En trois ans d’existence, 180 centres créés, aucun agrément d'assureurs, mais une pratique commerciale extrêmement consumériste, une jeune enseigne de réparation et de remplacement de pare-brise a réussi l’exploit de susciter l’ire généralisée des assureurs et de ses principaux concurrents. Rapid’Pare Brise défraie la chronique et l’affaire prend, depuis peu, une ampleur inquiétante. Dans un marché déjà structurellement à la baisse où les volumes chutent, chaque année, d’environ 5% pour se situer autour de 2,2 millions interventions annuelles et 900 M€ de chiffre d'affaires, Rapid’Pare Brise s’est imposé à la faveur d’un fonctionnement commercial particulièrement… offensif.

Franchise offerte et somptueux cadeaux...

En effet, l’enseigne offre aux clients le montant de la franchise dont ils auraient dû s'acquitter, ou un somptueux cadeau, telle une tablette numérique Samsung d’une valeur de 99 € TTC. Succès garanti : avec environ 40 M€ de chiffre d’affaires dégagés en 2015 et 70 nouvelles ouvertures de centres prévues en 2016, l’entreprise dirigée par David Vrel et présidée par Louis Timur figure déjà en 4e position sur le marché derrière Carglass, France Pare-Brise et Mondial Pare Brise, avec 5% de part de marché.

Des parts de marché « gagnées sur notre dos ! », s'étrangle un directeur de mutuelle. Comment ? En opérant une double facturation qui fait supporter la franchise ou l’offre promotionnelle… aux assureurs, qui deviennent malgré eux co-financeurs d’un système qu’ils réprouvent ! « Plusieurs enseignes locales et certains concessionnaires de marque remboursent déjà la franchise, en prenant sur leur marge ce geste commercial. Rapid’Pare-Brise procède autrement en ne mentionnant pas dans la première facture qui nous est envoyée, le montant des remises consenties », confie le directeur indemnisation d’une autre mutuelle d’assurance

L’enseigne effectue, en effet, un avoir sur facture à postériori. « Cela sous-tend presque une connivence entre l’enseigne et le client pour arnaquer l’assureur. Surtout, c’est nous qui supportons l’offre promotionnelle car elle n'est possible que par des tarifs pratiqués qui sont nettement supérieurs à la moyenne du marché. Donc la publicité est trompeuse, ils n’offrent pas la franchise ! Ils nous la font offrir... », ajoute-t-il.

Une incitation à la fraude ?

Certains vont plus loin. Ainsi, le responsable du réseau de prestataires d’une autre mutuelle d’assurance, s’exclame : « le client ne paye rien et repart avec une tablette. Dans ces conditions, n'êtes-vous pas tentée de briser votre pare-brise ?» Autant dire que le sujet est pris très au sérieux au sein des départements indemnisation des compagnies et des mutuelles à mesure que Rapid’Pare Brise étend son influence. Car un pare-brise, seul, coûte environ 50% plus cher à un assureur dans un centre non agréé (ndlr : 61,5% des clients refusent le réparateur conseillé par leur assureur *) et chez Rapid’Pare-Brise, la majoration serait supérieure.

* _Extraits de lignes_:
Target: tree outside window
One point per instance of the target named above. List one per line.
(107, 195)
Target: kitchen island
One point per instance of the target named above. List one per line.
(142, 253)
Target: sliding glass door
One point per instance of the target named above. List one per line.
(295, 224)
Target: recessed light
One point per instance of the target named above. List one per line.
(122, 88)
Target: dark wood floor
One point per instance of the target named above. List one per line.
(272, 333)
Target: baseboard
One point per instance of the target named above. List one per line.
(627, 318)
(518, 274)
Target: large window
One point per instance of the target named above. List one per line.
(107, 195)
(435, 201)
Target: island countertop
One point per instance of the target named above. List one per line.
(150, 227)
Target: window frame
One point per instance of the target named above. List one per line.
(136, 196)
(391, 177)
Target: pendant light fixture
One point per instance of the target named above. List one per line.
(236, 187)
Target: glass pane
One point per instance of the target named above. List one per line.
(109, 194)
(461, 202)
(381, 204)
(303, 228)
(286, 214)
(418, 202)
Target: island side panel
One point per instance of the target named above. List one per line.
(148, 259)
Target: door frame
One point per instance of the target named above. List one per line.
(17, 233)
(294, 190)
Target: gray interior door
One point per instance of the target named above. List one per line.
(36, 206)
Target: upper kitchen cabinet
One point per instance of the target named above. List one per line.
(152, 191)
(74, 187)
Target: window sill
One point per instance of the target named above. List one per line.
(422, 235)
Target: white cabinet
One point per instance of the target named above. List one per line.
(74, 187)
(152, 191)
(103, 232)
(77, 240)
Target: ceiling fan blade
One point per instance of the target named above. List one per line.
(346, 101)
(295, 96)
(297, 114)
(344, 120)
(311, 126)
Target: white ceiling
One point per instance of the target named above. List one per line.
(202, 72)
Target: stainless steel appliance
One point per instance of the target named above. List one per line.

...

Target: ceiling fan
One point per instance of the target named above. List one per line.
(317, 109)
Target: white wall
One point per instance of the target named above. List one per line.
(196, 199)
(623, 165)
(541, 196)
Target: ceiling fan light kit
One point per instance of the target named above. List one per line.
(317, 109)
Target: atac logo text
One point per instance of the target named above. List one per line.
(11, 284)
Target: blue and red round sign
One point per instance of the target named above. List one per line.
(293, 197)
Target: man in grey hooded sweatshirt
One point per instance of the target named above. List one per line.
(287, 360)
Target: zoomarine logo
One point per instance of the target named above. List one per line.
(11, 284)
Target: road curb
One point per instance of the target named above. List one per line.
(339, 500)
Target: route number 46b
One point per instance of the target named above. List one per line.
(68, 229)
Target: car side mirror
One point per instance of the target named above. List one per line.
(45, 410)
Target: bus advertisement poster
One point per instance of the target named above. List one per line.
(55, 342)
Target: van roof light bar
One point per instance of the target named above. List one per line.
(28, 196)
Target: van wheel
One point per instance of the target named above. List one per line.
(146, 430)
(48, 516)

* _Consignes_:
(a) Recopiez fidèlement le passage du texte sur Rapid’Pare Brise qui commence aux mots « En trois ans » et s’arrête après « et somptueux cadeaux... ».
(b) Les affirmations suivantes concordent-elles avec le texte sur Rapid’Pare Brise ? (i) L’enseigne a créé 180 centres en trois ans. (ii) Rapid’Pare Brise occupe la deuxième place du marché. (iii) Le marché de la réparation de pare-brise progresse chaque année. Répondez par oui ou par non et citez à l’identique les mots du texte qui tranchent.
Pour répondre, fiez-vous au seul texte.

* _Résultats par consigne_:
(a)
En trois ans d’existence, 180 centres créés, aucun agrément d'assureurs, mais une pratique commerciale extrêmement consumériste, une jeune enseigne de réparation et de remplacement de pare-brise a réussi l’exploit de susciter l’ire généralisée des assureurs et de ses principaux concurrents. Rapid’Pare Brise défraie la chronique et l’affaire prend, depuis peu, une ampleur inquiétante. Dans un marché déjà structurellement à la baisse où les volumes chutent, chaque année, d’environ 5% pour se situer autour de 2,2 millions interventions annuelles et 900 M€ de chiffre d'affaires, Rapid’Pare Brise s’est imposé à la faveur d’un fonctionnement commercial particulièrement… offensif.

Franchise offerte et somptueux cadeaux...

(b)
(i) Oui : « En trois ans d’existence, 180 centres créés ».
(ii) Non : « figure déjà en 4e position sur le marché derrière Carglass, France Pare-Brise et Mondial Pare Brise ».
(iii) Non : « les volumes chutent, chaque année, d’environ 5% ».